** OBJECTIVE **
Can you quote the lines below exactly, starting at the line with "the light switch" and going through the last one?

···

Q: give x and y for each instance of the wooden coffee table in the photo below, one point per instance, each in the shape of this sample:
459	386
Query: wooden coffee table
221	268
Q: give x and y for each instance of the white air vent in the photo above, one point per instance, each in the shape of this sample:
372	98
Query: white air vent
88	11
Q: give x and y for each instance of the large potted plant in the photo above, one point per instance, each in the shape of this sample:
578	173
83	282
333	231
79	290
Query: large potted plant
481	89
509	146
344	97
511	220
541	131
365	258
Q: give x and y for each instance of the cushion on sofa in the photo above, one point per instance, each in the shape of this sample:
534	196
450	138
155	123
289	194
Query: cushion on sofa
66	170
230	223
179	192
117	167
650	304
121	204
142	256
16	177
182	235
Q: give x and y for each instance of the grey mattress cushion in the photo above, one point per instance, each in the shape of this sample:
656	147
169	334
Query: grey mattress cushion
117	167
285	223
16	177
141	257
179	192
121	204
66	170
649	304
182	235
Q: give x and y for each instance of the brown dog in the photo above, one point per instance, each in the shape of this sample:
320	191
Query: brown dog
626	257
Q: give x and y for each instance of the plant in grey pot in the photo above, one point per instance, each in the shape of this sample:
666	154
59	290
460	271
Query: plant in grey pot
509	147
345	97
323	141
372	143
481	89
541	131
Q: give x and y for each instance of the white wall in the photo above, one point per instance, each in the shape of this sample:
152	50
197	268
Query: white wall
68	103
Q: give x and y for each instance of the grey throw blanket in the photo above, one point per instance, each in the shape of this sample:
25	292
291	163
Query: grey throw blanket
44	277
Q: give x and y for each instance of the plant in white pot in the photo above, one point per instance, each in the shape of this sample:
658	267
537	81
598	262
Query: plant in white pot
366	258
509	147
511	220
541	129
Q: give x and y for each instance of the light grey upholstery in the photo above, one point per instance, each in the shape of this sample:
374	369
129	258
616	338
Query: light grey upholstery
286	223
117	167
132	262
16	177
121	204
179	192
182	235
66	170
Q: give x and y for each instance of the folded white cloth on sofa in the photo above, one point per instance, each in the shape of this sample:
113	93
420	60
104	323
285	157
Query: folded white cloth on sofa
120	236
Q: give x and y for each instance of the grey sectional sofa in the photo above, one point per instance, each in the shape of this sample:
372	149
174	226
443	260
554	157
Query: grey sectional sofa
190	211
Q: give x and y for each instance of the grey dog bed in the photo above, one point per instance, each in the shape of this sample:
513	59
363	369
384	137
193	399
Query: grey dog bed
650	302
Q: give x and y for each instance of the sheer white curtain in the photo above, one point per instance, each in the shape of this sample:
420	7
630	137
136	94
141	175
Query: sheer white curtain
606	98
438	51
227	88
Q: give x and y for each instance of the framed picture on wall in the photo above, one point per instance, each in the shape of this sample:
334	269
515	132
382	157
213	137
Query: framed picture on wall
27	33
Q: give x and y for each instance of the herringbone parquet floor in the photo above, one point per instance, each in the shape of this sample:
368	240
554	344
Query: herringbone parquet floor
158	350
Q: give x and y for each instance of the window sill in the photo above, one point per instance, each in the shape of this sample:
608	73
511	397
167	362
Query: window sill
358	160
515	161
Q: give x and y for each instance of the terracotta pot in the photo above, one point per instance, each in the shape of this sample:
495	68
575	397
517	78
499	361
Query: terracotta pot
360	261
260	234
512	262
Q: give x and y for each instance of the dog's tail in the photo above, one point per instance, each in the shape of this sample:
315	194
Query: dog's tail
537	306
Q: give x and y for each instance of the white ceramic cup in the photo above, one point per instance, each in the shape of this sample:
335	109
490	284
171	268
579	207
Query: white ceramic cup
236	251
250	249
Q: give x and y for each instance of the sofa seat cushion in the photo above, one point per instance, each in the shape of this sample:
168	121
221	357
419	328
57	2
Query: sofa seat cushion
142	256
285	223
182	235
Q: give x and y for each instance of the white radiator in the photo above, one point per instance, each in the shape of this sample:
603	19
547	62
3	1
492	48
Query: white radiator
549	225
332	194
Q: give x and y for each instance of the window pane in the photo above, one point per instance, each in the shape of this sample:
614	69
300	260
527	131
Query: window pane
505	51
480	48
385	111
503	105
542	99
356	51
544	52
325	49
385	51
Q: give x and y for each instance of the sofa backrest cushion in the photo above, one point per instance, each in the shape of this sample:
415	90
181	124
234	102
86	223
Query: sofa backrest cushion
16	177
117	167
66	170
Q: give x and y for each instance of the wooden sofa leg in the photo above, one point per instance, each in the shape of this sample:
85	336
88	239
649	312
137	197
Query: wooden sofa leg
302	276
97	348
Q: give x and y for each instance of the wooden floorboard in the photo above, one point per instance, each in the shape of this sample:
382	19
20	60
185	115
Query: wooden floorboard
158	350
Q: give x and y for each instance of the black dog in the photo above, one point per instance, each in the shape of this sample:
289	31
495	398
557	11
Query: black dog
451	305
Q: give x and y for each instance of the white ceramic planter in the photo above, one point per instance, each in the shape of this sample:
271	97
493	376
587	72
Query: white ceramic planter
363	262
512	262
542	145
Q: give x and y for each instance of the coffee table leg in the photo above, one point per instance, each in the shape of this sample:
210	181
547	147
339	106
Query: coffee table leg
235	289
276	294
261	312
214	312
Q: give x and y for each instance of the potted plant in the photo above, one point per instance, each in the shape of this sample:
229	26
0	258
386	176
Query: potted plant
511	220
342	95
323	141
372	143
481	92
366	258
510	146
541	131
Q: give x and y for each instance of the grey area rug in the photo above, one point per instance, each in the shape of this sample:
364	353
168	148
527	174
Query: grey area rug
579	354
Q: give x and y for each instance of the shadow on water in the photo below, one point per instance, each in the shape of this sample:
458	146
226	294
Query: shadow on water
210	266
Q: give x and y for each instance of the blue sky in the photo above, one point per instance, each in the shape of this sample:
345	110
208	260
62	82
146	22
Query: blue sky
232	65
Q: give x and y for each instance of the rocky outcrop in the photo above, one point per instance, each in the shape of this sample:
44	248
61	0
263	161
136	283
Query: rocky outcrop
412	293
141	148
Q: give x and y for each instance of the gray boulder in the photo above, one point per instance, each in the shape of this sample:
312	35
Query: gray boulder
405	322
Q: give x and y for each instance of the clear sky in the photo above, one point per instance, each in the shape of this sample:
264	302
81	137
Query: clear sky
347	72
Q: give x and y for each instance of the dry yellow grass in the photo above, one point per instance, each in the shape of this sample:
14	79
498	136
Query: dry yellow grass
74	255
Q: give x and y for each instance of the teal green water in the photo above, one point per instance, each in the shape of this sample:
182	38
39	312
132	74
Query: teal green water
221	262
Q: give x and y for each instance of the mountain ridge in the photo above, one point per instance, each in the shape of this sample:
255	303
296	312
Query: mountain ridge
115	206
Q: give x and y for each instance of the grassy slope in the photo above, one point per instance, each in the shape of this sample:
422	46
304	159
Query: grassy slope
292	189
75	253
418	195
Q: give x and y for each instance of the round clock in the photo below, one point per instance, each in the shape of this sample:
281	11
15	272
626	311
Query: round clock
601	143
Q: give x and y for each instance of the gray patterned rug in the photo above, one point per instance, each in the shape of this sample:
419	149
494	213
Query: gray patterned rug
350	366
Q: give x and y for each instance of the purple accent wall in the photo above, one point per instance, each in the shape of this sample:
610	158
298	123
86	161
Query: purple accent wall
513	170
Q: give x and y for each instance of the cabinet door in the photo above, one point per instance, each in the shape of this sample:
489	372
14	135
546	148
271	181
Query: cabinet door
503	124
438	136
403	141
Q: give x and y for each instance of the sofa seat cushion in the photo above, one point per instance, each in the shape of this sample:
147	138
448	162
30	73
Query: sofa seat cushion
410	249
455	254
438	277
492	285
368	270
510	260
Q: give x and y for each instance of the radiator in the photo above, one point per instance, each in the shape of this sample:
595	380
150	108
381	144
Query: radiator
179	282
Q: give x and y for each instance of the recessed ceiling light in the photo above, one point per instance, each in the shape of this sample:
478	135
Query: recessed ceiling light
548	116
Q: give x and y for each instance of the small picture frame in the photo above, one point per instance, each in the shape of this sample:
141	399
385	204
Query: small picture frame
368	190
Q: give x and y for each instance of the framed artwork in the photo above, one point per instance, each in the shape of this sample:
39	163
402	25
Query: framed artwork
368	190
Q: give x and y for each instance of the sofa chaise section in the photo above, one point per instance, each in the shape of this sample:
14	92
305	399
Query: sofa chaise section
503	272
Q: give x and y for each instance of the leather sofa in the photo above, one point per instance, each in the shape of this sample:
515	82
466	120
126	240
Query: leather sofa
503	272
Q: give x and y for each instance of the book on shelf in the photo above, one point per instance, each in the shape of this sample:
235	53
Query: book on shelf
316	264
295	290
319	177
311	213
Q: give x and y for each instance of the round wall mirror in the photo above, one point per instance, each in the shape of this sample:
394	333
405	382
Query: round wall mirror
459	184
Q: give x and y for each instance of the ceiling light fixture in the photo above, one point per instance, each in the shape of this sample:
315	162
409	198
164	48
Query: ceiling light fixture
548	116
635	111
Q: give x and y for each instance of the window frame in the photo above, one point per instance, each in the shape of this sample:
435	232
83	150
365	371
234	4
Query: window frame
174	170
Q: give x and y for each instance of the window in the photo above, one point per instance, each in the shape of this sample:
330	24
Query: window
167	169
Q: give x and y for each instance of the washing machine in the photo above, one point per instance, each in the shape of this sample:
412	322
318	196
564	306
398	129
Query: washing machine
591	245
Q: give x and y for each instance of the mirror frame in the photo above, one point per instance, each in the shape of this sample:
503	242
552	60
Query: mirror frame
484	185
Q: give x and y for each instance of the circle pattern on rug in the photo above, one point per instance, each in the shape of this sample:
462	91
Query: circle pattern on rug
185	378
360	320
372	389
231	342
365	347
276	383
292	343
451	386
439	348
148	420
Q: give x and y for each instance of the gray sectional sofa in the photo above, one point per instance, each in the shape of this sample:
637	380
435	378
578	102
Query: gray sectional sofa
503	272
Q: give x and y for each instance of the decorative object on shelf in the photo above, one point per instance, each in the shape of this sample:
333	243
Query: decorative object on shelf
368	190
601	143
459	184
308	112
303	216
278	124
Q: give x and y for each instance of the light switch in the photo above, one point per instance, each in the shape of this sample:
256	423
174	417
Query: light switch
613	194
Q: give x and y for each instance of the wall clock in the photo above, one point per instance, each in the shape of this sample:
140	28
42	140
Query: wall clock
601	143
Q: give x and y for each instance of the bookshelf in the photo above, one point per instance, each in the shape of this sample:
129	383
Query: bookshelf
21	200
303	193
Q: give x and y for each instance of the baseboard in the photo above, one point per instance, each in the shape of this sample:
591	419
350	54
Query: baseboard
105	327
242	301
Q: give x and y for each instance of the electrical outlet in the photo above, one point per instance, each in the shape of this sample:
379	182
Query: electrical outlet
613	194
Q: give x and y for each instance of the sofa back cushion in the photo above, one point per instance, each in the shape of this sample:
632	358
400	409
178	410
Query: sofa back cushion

···

** IN RESPONSE **
Q: give x and y for each instance of the light switch in the photo above, one point per instance, each in the shape of this sample:
256	423
174	417
Query: light switch
613	194
Q: give x and y for each instance of the wall clock in the photo above, one point per instance, each in the shape of this sample:
140	28
42	140
Query: wall clock
601	143
Q: give x and y for each instance of the bookshelf in the photo above, one point per instance, each in the shape of this sample:
129	383
Query: bookshelf
21	200
303	193
Q: give x and y for each instance of the baseboard in the photo above, one point per instance, each in the shape of this sample:
591	419
350	54
Query: baseboard
105	327
242	301
Q: give x and y for each instance of the electrical outlet in the photo above, one point per instance, each in the shape of this sample:
379	182
Query: electrical outlet
613	194
Q: give x and y for each instance of the sofa back cushion in the photo above, one point per instance, each in the shape of this sample:
632	358
400	409
178	410
Query: sofa back cushion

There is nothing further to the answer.